** YOUR INSTRUCTIONS **
Each line that holds the word "beige" counts once; give the total for the records below and nothing else.

** Point-per-instance localization data **
┄┄┄┄┄┄┄┄┄┄┄┄┄┄┄┄┄┄┄┄

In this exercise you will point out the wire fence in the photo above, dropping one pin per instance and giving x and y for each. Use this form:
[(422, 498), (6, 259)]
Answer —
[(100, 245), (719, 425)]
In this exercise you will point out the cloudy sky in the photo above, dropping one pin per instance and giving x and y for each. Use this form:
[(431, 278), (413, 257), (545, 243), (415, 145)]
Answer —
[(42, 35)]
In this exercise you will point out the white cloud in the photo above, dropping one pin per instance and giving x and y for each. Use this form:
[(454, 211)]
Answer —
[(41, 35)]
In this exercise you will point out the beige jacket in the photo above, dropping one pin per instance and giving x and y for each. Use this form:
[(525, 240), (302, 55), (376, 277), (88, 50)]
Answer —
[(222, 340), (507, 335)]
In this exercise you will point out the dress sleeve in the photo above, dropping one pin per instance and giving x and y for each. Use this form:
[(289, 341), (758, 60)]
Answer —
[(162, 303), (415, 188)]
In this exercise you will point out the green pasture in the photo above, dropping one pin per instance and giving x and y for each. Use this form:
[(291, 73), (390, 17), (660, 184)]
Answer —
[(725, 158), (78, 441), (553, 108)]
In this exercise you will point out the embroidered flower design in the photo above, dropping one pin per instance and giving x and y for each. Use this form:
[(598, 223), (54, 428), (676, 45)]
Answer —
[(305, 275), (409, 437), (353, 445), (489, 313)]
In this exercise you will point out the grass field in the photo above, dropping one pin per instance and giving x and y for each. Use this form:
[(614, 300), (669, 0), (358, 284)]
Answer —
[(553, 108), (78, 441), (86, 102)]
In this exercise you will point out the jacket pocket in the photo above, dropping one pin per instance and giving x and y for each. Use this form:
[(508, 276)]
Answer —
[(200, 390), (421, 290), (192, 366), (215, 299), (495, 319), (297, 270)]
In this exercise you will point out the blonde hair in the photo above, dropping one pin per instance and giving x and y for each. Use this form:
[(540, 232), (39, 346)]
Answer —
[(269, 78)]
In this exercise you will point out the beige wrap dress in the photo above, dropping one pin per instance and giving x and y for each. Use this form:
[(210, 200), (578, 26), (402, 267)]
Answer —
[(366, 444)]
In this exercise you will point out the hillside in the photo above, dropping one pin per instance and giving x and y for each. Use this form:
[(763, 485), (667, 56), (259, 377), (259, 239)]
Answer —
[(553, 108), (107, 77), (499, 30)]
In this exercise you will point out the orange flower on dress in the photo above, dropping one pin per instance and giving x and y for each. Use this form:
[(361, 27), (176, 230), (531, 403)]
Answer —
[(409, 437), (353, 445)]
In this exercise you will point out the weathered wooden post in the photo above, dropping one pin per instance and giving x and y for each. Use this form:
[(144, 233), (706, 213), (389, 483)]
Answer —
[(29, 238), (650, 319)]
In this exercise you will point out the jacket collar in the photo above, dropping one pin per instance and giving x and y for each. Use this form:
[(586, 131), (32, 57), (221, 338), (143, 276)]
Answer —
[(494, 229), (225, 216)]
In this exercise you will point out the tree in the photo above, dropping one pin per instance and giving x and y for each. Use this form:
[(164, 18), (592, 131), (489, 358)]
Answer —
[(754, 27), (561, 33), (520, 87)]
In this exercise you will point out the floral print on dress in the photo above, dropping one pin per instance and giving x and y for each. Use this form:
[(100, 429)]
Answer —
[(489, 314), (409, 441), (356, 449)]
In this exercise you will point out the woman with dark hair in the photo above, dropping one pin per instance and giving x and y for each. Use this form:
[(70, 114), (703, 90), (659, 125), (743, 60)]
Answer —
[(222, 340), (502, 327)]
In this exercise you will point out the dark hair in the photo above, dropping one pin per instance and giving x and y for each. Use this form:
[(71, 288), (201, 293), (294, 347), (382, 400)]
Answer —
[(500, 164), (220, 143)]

┄┄┄┄┄┄┄┄┄┄┄┄┄┄┄┄┄┄┄┄

** EXERCISE RESULT **
2